Erfgoeddrager: Sophie

‘Ik werd hardhandig ondervraagd in de gevangenis, maar bleef volhouden’

Wij interviewden Ed van Thijn. Hij was zes jaar toen de oorlog begon. Hij woonde in de Hunzestraat, in Bussum en in de Vechtstraat. Tot twee keer toe zat hij in Westerbork en had achttien verschillende onderduikadressen. Als volwassene, was hij lid van de Tweede kamer en later burgemeester van Amsterdam.

Hij vindt het wel erg om over de oorlog te praten, het grijpt hem erg aan, maar hij vindt het belangrijk dat wij zijn verhaal horen.

Wanneer bent u gaan onderduiken?
‘Tijdens een razzia werden wij van huis gehaald, maar ik had een zware longontsteking en toen hoefden wij niet mee. Dat was de eerste keer. De tweede keer moesten mijn moeder en ik wel mee en werden we naar Westerbork afgevoerd. Mijn vader was ook opgepakt maar die was uit de trein gesprongen. In Westerbork kwam ik in het ziekenhuis te liggen, omdat ik nog steeds ziek was. Wij hoefden toen niet op transport. Mijn vader gaf zichzelf aan en zo konden mijn moeder en ik weer terug naar Amsterdam. Maar mijn vader vertrouwde het niet en bracht ons naar het Joodse ziekenhuis, naar de afdeling ‘besmettelijke ziekten’. Toen daar ook een razzia was, kwam mijn vader met een ambulance. Hij legde mijn moeder en mij op een brancard en riep dat wij een gevaarlijke besmettelijke ziekte hadden. De Duitsers lieten ons door en zo konden wij ontsnappen. Toen ben ik afgezet op een adres, daar woonden mensen die contact hadden met een verzetsgroep. Zo ben ik gaan onderduiken in Limburg.’

Hoe was het om onder te duiken?

§ **Uitdagingen**
[1] Hoeveel verschillende onderduikadressen had Ed van Thijn volgens de gegeven tekst?
[2] Herhaal woordelijk het stuk uit de gegeven tekst dat begint met "Wij interviewden Ed" en doorloopt tot en met "zijn verhaal horen.".

§ **Aangeleverde gegevens**
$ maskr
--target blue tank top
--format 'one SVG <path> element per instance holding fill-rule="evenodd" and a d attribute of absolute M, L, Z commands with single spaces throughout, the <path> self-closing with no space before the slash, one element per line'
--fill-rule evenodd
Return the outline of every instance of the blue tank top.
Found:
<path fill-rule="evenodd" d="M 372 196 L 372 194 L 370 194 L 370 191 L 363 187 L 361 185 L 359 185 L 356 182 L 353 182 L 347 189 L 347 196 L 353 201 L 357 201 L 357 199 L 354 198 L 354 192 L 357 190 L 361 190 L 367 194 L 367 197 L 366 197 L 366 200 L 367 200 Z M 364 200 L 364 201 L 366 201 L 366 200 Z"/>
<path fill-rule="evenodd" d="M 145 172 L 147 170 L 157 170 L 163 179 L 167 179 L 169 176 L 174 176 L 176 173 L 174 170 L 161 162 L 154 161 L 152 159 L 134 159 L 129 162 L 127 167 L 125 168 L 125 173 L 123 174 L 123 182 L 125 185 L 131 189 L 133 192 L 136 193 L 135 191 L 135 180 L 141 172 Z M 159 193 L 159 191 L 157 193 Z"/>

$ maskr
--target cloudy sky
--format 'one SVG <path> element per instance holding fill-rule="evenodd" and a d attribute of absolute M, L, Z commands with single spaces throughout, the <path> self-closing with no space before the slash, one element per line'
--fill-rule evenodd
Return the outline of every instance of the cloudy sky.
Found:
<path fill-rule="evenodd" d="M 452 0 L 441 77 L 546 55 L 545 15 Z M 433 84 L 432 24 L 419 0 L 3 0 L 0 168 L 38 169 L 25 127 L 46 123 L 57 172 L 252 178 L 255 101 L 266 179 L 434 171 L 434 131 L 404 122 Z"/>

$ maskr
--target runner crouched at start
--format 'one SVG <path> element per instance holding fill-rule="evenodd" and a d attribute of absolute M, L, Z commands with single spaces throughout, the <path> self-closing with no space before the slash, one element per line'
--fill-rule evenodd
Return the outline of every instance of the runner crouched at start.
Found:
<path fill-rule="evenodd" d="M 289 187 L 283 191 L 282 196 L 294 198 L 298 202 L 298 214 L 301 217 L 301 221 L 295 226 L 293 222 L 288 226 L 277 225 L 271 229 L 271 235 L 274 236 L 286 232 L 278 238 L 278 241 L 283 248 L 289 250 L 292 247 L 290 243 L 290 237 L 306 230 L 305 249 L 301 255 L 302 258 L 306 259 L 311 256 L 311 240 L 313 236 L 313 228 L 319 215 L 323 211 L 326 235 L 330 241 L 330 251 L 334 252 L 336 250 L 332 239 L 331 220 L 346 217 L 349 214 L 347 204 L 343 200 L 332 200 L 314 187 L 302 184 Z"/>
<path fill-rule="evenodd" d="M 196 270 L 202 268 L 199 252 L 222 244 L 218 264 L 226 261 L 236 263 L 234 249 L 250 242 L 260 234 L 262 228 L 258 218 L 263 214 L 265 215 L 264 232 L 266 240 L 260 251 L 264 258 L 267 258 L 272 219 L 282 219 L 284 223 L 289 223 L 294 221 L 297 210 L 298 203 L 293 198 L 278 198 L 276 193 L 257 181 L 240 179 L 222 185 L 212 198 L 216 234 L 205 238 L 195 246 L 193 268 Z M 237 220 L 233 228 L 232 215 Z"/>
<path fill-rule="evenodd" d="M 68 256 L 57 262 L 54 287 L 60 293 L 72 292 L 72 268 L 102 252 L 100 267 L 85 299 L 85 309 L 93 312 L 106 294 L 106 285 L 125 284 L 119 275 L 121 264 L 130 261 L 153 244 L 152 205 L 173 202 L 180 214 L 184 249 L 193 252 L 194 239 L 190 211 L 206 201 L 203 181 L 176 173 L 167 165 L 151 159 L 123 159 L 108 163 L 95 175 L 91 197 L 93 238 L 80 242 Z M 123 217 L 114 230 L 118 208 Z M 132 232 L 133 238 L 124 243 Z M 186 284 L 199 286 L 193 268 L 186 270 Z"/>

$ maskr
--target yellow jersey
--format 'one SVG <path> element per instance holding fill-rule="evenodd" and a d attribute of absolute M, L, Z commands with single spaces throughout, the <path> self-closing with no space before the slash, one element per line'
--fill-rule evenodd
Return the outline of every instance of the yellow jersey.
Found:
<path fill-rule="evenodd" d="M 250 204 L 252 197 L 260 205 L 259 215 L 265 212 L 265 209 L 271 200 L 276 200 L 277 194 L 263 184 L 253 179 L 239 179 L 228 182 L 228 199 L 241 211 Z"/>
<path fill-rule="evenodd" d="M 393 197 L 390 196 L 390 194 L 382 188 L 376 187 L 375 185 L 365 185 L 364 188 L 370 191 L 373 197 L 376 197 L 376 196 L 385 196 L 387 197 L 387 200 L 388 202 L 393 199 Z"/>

---

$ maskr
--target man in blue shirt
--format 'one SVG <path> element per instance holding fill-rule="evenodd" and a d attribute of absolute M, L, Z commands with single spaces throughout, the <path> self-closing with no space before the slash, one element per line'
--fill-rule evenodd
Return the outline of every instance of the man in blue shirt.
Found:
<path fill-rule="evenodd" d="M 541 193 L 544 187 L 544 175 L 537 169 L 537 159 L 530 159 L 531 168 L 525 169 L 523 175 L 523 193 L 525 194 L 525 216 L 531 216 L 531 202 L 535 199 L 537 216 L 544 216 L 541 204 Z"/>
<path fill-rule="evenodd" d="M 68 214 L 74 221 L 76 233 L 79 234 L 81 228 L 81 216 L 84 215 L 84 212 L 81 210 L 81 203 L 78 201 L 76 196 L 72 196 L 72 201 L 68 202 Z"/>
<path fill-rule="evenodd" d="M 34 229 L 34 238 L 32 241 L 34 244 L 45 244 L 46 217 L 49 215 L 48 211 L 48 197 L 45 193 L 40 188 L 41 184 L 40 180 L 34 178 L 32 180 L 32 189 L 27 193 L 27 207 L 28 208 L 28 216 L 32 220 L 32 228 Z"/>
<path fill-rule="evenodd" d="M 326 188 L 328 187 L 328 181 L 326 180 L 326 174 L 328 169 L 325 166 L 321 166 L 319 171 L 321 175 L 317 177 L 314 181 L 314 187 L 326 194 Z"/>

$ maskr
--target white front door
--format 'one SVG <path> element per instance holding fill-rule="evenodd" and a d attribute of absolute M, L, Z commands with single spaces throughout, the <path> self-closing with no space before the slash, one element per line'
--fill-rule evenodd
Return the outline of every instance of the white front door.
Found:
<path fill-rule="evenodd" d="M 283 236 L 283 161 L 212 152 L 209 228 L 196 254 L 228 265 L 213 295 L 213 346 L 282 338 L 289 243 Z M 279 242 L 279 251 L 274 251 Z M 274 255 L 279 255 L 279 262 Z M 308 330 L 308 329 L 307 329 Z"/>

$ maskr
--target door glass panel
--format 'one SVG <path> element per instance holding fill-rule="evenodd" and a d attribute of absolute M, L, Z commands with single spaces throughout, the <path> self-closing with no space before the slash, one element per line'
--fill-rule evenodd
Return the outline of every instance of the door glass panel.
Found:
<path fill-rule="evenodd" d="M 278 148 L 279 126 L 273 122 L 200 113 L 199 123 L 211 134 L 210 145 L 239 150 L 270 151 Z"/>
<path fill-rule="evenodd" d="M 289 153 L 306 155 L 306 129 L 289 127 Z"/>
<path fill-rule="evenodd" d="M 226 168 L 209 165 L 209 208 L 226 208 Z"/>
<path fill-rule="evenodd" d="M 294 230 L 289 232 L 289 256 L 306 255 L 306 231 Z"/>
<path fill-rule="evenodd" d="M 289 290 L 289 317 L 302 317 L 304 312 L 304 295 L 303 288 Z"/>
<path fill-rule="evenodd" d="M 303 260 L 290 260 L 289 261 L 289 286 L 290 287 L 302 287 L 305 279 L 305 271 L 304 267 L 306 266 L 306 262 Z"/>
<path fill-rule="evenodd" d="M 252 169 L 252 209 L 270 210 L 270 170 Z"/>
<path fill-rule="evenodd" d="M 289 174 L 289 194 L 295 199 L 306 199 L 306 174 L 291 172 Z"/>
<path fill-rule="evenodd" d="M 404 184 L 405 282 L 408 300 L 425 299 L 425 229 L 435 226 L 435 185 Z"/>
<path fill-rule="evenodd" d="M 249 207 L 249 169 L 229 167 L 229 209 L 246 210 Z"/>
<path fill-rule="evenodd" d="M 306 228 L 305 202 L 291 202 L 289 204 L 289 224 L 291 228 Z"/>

§ **Oplossingen op volgorde**
[1] Achttien.

[2]
Wij interviewden Ed van Thijn. Hij was zes jaar toen de oorlog begon. Hij woonde in de Hunzestraat, in Bussum en in de Vechtstraat. Tot twee keer toe zat hij in Westerbork en had achttien verschillende onderduikadressen. Als volwassene, was hij lid van de Tweede kamer en later burgemeester van Amsterdam.

Hij vindt het wel erg om over de oorlog te praten, het grijpt hem erg aan, maar hij vindt het belangrijk dat wij zijn verhaal horen.